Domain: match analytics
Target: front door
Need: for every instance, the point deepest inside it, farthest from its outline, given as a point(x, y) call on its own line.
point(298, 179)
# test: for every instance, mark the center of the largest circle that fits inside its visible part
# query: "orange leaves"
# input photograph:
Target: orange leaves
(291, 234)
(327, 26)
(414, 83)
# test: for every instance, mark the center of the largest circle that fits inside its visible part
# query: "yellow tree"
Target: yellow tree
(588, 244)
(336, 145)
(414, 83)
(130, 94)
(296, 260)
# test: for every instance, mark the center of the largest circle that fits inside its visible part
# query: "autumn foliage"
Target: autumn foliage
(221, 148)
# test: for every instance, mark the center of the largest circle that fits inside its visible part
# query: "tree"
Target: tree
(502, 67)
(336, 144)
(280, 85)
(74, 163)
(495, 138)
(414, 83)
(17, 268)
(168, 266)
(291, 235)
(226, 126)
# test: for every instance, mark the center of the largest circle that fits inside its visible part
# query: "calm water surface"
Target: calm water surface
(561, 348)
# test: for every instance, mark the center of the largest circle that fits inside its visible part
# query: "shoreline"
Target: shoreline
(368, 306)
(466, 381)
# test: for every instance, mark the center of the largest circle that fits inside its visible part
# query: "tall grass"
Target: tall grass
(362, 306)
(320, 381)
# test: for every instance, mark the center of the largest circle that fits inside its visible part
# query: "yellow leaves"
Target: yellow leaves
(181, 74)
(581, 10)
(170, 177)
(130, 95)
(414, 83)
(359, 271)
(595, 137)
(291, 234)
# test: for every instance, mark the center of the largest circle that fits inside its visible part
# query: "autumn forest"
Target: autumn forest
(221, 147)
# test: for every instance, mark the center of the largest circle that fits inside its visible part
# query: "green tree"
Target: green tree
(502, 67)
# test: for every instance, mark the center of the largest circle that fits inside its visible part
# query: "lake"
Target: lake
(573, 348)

• Task prompt:
Repeat the listing exactly, from its first line to its last.

• Task output:
Domain: match analytics
Target: front door
Need: for every instance, the point deepest inside it, farthest from its outline, given as a point(x, y) call on its own line.
point(298, 179)
# test: for every instance, mark the center of the largest circle that fits inside its visible part
# query: "orange leaves"
# input photograph:
Target: orange leaves
(291, 234)
(327, 26)
(414, 83)
# test: for every instance, mark the center of the largest circle that fits inside its visible part
# query: "yellow tree"
Target: yellow tree
(588, 244)
(336, 145)
(414, 83)
(130, 94)
(296, 260)
# test: for every instance, mark the center of the largest circle that fits inside its visible part
# query: "autumn foliage"
Target: autumn foliage
(221, 148)
# test: for every instance, mark the center of the largest circle that fits inside its visible part
# query: "tree"
Target: tree
(502, 67)
(336, 144)
(280, 85)
(74, 163)
(495, 138)
(414, 83)
(17, 268)
(168, 266)
(291, 235)
(226, 126)
# test: for every instance, mark the center of the largest circle that fits inside its visible part
# query: "calm water surface"
Target: calm water surface
(561, 348)
# test: for every instance, mark the center of the largest circle that fits inside its visible part
# query: "shoreline"
Target: shoreline
(368, 306)
(466, 381)
# test: for every instance, mark the center of the largest circle that fits inside its visible part
# query: "tall grass"
Target: tall grass
(362, 306)
(320, 381)
# test: for every instance, mark the center of the largest circle that fits inside its visible part
# query: "yellow leaves"
Target: yellow leaves
(181, 74)
(581, 10)
(170, 177)
(130, 95)
(414, 83)
(359, 271)
(595, 137)
(291, 234)
# test: for every instance, mark the center of the largest circle that fits inside its visible part
# query: "autumn forest"
Target: autumn forest
(221, 147)
# test: for every instance, mark the center of the largest circle that fits inside its visible part
# query: "green tree"
Target: green tree
(502, 67)
# test: for every instance, mark the center of the largest circle that fits inside its visible part
# query: "lake"
Target: lake
(573, 348)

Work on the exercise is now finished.